Working Group Publishes Review in American Naturalist

Participants from the March 2016 meeting of the Working Group, Meeting 3 participants: (L to R) Michael Antolin, Joanna Kelly, Andrew Storfer, Katie Lotterhos, Sean Hoban, David Lowry, Laura Reed.

Participants from the March 2016 meeting of the Working Group (L to R) Michael Antolin, Joanna Kelly, Andrew Storfer, Katie Lotterhos, Sean Hoban, David Lowry, Laura Reed.

The work of the NIMBioS Working Group on Computational Landscape Genomics has come to fruition with a synthesis review paper in The American Naturalist.

“Finding the genomic basis of local adaptation: Pitfalls, practical solutions, and future directions” provides a critical assessment of complex approaches to identifying genes that underlie adaptive differentiation of populations.

The Working Group, which has met three times since 2014, consists of experts in genomics, statistics, mathematics, bioinformatics and population genetics. Its chief goal has been to advance analytical and computational methods that integrate both the genomic and the ecological landscapes in order to understand the spatial distribution of adaptive genetic variation.

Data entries
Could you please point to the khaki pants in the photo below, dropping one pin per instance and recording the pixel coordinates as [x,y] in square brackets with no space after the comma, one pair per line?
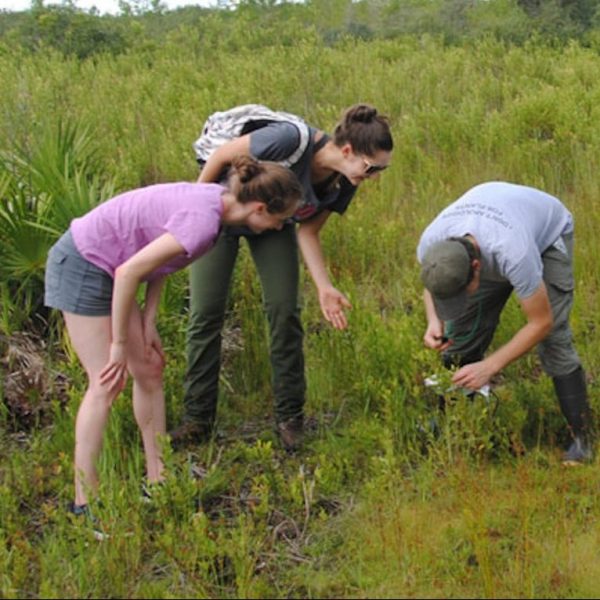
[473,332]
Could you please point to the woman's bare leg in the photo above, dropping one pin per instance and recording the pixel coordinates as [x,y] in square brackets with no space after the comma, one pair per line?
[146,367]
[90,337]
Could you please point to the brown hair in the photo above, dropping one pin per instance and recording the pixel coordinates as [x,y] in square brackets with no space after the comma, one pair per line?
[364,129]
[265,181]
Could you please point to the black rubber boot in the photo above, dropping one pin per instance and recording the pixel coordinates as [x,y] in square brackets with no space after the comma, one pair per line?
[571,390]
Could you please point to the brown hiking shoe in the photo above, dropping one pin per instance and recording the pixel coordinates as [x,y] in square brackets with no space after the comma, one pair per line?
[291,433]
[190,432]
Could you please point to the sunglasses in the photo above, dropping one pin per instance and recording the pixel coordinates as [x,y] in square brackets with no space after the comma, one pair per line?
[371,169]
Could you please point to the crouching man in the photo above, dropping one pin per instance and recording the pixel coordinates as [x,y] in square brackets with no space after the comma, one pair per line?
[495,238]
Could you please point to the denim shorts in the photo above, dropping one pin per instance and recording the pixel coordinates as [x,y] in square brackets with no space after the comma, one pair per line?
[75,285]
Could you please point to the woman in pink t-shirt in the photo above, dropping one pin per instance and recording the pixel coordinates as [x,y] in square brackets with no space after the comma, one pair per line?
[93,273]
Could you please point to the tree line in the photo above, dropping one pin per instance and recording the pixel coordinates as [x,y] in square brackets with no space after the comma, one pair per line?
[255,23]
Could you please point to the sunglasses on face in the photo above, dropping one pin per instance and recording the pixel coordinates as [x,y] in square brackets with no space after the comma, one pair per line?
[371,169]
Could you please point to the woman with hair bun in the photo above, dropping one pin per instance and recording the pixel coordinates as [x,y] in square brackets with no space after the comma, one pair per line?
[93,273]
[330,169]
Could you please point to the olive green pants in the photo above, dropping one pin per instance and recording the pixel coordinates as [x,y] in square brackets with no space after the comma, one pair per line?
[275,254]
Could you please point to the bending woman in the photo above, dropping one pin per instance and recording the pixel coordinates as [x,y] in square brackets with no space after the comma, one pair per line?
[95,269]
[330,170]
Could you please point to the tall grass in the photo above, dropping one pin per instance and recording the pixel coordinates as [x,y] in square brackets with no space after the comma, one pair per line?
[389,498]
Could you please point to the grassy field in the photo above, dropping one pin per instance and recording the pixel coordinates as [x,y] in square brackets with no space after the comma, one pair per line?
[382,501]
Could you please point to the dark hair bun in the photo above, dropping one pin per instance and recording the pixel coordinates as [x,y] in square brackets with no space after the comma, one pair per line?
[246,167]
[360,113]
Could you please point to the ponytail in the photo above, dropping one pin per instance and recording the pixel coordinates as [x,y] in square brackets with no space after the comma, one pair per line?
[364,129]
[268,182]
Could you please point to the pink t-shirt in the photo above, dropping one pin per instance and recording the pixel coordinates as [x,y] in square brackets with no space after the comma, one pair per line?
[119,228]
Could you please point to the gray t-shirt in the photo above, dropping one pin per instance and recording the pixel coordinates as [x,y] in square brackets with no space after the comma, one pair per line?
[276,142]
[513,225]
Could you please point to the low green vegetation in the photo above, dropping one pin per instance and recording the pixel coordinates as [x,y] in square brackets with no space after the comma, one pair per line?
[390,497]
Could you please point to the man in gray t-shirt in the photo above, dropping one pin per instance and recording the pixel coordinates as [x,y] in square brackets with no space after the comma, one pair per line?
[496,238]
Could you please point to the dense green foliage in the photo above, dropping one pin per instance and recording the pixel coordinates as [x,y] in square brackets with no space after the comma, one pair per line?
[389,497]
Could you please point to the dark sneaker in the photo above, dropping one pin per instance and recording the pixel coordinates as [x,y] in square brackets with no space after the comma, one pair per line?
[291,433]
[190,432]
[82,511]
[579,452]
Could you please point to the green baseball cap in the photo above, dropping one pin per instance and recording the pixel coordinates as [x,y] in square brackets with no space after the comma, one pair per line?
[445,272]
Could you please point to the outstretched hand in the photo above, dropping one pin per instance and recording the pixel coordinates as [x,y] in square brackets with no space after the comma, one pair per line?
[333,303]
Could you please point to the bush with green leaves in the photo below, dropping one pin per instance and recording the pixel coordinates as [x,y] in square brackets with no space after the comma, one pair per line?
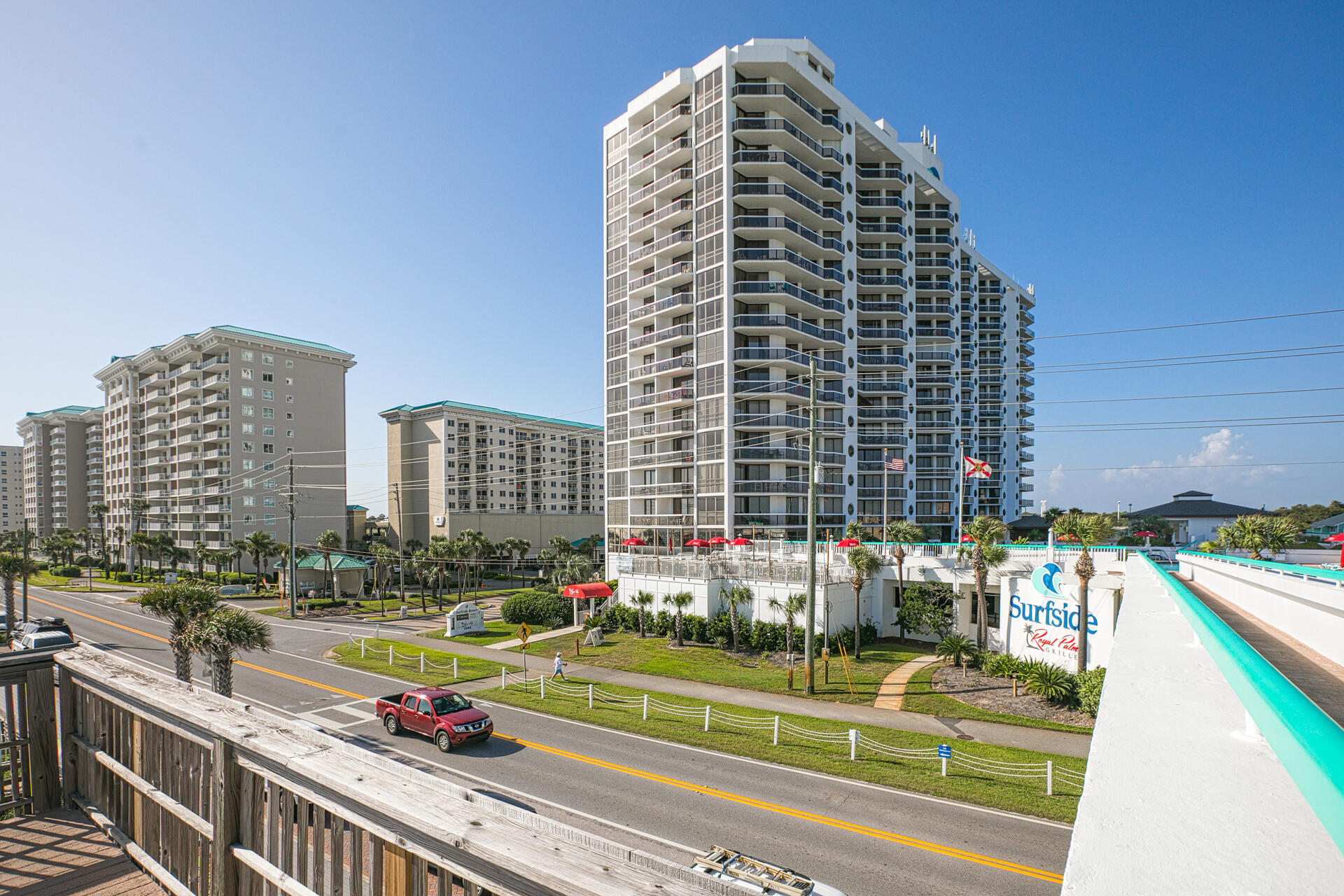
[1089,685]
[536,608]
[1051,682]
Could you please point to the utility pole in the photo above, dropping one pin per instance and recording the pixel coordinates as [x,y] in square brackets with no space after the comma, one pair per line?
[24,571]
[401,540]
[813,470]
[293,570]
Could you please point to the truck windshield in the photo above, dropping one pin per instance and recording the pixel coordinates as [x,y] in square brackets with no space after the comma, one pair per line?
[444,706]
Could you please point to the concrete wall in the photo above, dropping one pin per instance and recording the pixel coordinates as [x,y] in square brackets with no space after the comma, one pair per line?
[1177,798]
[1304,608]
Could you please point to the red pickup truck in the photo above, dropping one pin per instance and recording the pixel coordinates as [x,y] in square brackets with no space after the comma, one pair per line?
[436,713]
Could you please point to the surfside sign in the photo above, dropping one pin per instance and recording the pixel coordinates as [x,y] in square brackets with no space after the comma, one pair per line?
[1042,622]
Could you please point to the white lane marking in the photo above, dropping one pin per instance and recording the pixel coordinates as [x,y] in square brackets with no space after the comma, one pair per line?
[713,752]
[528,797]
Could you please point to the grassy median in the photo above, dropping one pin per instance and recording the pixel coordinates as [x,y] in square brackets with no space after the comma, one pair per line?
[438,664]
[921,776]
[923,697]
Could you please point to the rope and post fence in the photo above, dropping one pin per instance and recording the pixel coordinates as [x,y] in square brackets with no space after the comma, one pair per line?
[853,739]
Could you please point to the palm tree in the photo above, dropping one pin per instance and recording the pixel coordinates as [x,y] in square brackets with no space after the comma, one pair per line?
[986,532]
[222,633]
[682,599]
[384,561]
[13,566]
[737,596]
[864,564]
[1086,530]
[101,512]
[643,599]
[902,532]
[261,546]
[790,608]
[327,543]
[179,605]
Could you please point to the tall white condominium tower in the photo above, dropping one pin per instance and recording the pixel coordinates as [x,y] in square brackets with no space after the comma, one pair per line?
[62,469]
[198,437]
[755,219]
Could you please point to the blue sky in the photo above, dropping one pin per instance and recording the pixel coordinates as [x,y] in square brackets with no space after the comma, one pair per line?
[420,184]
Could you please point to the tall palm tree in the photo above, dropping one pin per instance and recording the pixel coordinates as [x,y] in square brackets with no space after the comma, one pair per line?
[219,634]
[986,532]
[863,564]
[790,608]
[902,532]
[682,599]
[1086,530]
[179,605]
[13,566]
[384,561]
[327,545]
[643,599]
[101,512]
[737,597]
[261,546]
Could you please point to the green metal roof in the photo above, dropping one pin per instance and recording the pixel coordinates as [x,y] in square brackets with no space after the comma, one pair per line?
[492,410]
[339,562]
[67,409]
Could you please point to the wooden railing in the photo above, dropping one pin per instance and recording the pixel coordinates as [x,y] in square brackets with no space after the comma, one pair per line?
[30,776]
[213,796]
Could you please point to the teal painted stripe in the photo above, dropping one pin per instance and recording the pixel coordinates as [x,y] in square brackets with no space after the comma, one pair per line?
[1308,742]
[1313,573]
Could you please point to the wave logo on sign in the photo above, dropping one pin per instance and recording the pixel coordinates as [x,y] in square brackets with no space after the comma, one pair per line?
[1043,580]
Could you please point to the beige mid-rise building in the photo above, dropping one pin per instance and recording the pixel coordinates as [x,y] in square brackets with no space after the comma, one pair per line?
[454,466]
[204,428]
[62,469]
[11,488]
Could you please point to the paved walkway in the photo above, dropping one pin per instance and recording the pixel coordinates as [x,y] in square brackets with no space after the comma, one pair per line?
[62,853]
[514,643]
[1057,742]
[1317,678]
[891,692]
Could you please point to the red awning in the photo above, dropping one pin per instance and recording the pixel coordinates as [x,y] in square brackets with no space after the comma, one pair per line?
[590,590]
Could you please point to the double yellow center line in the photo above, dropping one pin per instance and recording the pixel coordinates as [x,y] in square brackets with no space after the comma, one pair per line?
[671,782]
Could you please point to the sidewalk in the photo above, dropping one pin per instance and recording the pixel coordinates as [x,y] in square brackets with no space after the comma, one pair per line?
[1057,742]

*ACTIVITIES*.
A. According to the working group article, how many times has the Working Group met since 2014?
B. Write out everything in the working group article from "Working Group Publishes" down to "The American Naturalist.".
C. Extend the working group article, picking up right after its final sentence.

*RESULTS FOR EACH TASK*.
A. Three times.

B.
Working Group Publishes Review in American Naturalist

Participants from the March 2016 meeting of the Working Group, Meeting 3 participants: (L to R) Michael Antolin, Joanna Kelly, Andrew Storfer, Katie Lotterhos, Sean Hoban, David Lowry, Laura Reed.

Participants from the March 2016 meeting of the Working Group (L to R) Michael Antolin, Joanna Kelly, Andrew Storfer, Katie Lotterhos, Sean Hoban, David Lowry, Laura Reed.

The work of the NIMBioS Working Group on Computational Landscape Genomics has come to fruition with a synthesis review paper in The American Naturalist.

C.
Lead co-authors are former NIMBioS postdoc Sean Hoban, now a tree conservation biologist at the Morton Arboretum; Joanna Kelley, Biological Sciences, Washington State Univ.; and Katie Lotterhos, Marine and Environmental Sciences, Northeastern Univ. Marine Science Center, Nahant, MA. Working Group co-organizers are Andrew Storfer, Biological Sciences, Washington State Univ.; Gilles Guillot, Applied Mathematics, Technical Univ. of Denmark, Copenhagen; Mike Antolin, Biology, Colorado State Univ., Fort Collins; and Mary Poss, Biology, Penn State Univ., University Park.

NIMBioS Working Groups are chosen to focus on major well-defined scientific questions at the interface between biology and mathematics that require insights from diverse researchers, meeting up to three times over a two-year period. Working Groups are relatively small with no more than 15 participants, focus on a well-defined topic and have well-defined goals and metrics of success.